* **Your objective**
Convert every line of the items below into a JSON list of strings, one string per line, and leave out any blank lines.

**** Dataset records

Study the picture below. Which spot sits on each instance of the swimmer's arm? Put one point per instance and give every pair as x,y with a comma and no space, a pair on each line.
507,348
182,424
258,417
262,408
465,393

********

* **The completed task**
[
  "Study the picture below. Which spot sits on each instance of the swimmer's arm? Put one point per instance and give every pair as x,y with a comma and no space, a pair on each line.",
  "507,348",
  "182,424",
  "258,417",
  "262,408",
  "465,393"
]